··· Source passage
Rabbi Lawrence M. Pinsker

Both this week’s portion, Metzora, and last week’s, Tazria, raise questions about how we address illness, not only in terms of biological and medical management, but also its chief disruptive components: fear, blame and guilt. Rather than focusing on the yuck factor in these Leviticus texts, it’s more helpful for us in a time still affected by the pandemic to note the wisdom our ancestors share about not letting go of hope.


In “The Wounded Healer,” the Catholic priest Henri Nouwen asks: “Who can take away suffering without entering into it?” and answers in the broadest possible terms that we are the safety line, the key to surviving: “Community arises where the sharing of pain takes place.” Nouwen wisely notes that only the foolish dare to withdraw from others’ pain, crisis and sorrow and thereby risk forfeiting aid they may someday need. That is the most ancient foundation for all forms of communal cooperation and government, the reason why we work so hard to restrain our inclination to self-centeredness.
······
**Exercise requirements:**
A - Transcribe the passage from the commentary on Tazria and Metzora, starting with "Both this week’s" and going on through "go of hope.".
B - Pick up the commentary on Tazria and Metzora after its final sentence and keep writing it.
··· Dataset content
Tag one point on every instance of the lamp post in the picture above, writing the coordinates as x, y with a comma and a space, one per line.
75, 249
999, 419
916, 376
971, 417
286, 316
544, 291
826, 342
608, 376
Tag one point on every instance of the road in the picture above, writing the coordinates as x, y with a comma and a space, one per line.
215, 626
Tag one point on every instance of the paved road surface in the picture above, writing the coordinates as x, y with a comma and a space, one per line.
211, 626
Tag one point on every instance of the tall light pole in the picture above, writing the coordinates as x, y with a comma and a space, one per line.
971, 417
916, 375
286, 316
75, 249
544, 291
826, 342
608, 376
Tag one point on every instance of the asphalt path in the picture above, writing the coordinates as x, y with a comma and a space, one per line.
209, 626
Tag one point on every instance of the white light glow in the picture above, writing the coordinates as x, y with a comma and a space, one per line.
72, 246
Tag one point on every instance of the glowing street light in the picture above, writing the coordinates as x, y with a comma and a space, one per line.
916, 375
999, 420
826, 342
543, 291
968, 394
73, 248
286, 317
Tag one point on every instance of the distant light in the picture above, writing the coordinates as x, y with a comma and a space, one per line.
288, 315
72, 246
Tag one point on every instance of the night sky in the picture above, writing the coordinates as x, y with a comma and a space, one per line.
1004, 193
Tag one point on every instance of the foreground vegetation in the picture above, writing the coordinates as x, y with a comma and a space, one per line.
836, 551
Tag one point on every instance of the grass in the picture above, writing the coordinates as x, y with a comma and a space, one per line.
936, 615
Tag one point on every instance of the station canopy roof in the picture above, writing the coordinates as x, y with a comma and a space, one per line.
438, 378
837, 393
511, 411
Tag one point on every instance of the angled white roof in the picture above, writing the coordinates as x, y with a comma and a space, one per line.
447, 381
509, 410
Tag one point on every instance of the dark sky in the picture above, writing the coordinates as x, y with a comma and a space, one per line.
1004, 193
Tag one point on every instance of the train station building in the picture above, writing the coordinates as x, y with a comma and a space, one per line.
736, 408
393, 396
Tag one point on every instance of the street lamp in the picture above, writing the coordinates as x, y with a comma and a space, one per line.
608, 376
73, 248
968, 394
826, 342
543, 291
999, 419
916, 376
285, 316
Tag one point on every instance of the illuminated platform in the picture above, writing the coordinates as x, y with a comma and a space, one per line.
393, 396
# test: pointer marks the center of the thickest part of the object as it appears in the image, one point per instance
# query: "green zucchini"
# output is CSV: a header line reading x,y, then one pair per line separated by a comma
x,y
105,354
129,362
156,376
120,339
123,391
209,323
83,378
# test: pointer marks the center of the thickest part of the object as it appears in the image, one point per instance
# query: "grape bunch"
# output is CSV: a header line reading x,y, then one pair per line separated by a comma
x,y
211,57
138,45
······
**Answers for this exercise:**
A -
Both this week’s portion, Metzora, and last week’s, Tazria, raise questions about how we address illness, not only in terms of biological and medical management, but also its chief disruptive components: fear, blame and guilt. Rather than focusing on the yuck factor in these Leviticus texts, it’s more helpful for us in a time still affected by the pandemic to note the wisdom our ancestors share about not letting go of hope.

B -
In the Torah, the Kohen is our sacred functionary, addressing outbreaks of every kind of disease — medical, societal or psychological. He is “Kohen L’El Elyon,” priest to God on high, ritual guide, teacher and judge. For the common good, the Kohen reconnects people to both God and their fellow Israelites. It’s also clear that every Jew, every person, to some degree, must perform these tasks, having been told by God at Mt. Sinai that we are a nation of kohanim.


The portion describes how the Kohen accompanies the metzora, in a ritual declaring them free of their affliction and accompanying quarantine, fully restoring them to life within the community. [Leviticus 14:4 ff] The cleansing, involving two birds, cedar wood, crimson “stuff,” and hyssop grass, richly symbolizes one form of teshuvah — of repairing broken social and spiritual links. It tells the Israelites: “This life matters. In our world, every soul is unique and precious.”

The sages of the Talmud understood the biblical injunction “not to stand idly by the blood of your brother” as mandating medical care. Maimonides sees the same obligation expressed in the verses, “Let your (neighbor) live with you” and in “Love your neighbor as yourself.”

Faced with difficult times and medical calamities, we stand on the wisdom of the Kohanim in Tazria and Metzora: that those who suffer illness will know that they will not be alone facing the unknown.

Rabbi Lawrence M. Pinsker is currently serving Adat Chaim Synagogue in Owings Mills.